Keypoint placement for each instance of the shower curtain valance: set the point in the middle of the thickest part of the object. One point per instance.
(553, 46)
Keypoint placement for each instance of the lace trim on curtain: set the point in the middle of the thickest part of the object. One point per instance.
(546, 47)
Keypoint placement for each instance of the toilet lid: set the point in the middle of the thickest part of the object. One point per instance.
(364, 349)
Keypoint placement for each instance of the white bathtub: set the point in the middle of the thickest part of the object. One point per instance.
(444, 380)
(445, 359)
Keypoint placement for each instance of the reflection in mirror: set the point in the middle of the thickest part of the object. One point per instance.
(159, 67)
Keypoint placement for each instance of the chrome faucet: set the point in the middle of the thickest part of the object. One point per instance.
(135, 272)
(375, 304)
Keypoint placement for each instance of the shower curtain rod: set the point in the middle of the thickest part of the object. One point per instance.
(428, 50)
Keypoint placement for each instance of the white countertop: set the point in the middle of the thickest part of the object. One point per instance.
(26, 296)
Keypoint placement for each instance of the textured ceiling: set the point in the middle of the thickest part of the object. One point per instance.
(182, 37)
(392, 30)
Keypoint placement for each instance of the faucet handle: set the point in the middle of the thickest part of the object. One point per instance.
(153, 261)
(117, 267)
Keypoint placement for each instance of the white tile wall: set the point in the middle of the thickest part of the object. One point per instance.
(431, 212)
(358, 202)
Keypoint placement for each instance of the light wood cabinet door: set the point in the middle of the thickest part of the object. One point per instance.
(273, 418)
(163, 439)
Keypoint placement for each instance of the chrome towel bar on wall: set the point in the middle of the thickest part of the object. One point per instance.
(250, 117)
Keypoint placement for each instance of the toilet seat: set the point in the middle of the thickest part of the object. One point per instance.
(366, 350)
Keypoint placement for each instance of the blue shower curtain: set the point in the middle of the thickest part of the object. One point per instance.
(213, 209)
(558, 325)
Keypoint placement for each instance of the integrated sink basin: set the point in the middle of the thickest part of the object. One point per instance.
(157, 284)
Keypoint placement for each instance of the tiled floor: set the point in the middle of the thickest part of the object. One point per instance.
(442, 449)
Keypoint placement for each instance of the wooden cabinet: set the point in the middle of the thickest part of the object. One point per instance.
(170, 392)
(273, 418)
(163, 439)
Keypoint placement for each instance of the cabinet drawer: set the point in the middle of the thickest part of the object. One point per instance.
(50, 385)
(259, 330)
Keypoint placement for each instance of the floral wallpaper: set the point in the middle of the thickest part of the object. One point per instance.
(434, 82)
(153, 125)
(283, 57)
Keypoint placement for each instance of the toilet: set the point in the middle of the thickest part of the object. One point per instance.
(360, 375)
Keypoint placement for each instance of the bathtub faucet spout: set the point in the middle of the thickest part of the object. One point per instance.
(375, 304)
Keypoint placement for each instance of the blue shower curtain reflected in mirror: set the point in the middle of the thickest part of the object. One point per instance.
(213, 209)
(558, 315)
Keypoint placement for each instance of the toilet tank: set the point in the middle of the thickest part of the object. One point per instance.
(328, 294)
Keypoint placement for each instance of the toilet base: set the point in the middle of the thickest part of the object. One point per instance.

══════════

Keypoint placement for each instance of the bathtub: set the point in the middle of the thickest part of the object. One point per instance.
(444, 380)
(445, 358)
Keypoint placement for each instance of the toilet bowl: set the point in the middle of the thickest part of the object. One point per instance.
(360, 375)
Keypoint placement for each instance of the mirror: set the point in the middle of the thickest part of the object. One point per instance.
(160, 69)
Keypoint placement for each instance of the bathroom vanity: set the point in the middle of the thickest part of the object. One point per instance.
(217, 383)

══════════

#### [REQUIRED WORK]
Retype, in the same exact form, the lines of the material above from the line holding "Keypoint placement for each instance of the toilet tank: set" through the line holding "Keypoint placement for each instance of the toilet base: set".

#### [EXPECTED ANSWER]
Keypoint placement for each instance of the toilet tank: set the point in the middle of the thickest part of the object. One point per instance.
(328, 294)
Keypoint placement for each instance of the toilet base: set the point in the middle of the thickest part of the object. One point per instance.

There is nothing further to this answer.